DIRECTIONS.
a) Answer these questions using the passage on plea negotiations:
(i) Which attorney was pursuing plea negotiations on Defendant's behalf?
(ii) Which section does the passage point to for its evidence?
(iii) Which court decided United States v. Bui, and in what year?
b) From the passage on plea negotiations, extract word for word the part starting at "Third, Defendant's allegations" and ending at "F.3d at 376).".

SUPPLIED TEXT.
════════
Third, Defendant's allegations that plea negotiations and offers were not pursued or properly conveyed are directly contradicted by the substantial evidence outlined in Section II. A. above. Not only does the record indicate that Attorney Reed was actively pursuing plea negotiations on Defendant's behalf, but there is conclusive evidence that the details and sentencing implications of these plea deals were conveyed and explained to Defendant on multiple occasions, and that Defendant knowingly rejected the offers. See Section II. A., supra. Plaintiff's allegations to the contrary are patently frivolous. Thus, the record conclusively shows that Defendant was provided with sufficient information "to make a reasonably informed decision whether to accept [the] plea offer." United States v. Bui, 795 F.3d 363, 367 (3d Cir. 2015) (quoting Shotts, 724 F.3d at 376).
════════
SOURCE EXCERPT.
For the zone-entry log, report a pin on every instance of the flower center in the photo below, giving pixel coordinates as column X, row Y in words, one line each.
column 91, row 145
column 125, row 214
════════
TASK-BY-TASK RESULTS.
a)
(i) Attorney Reed
(ii) Section II. A.
(iii) The 3d Circuit, in 2015

b)
Third, Defendant's allegations that plea negotiations and offers were not pursued or properly conveyed are directly contradicted by the substantial evidence outlined in Section II. A. above. Not only does the record indicate that Attorney Reed was actively pursuing plea negotiations on Defendant's behalf, but there is conclusive evidence that the details and sentencing implications of these plea deals were conveyed and explained to Defendant on multiple occasions, and that Defendant knowingly rejected the offers. See Section II. A., supra. Plaintiff's allegations to the contrary are patently frivolous. Thus, the record conclusively shows that Defendant was provided with sufficient information "to make a reasonably informed decision whether to accept [the] plea offer." United States v. Bui, 795 F.3d 363, 367 (3d Cir. 2015) (quoting Shotts, 724 F.3d at 376).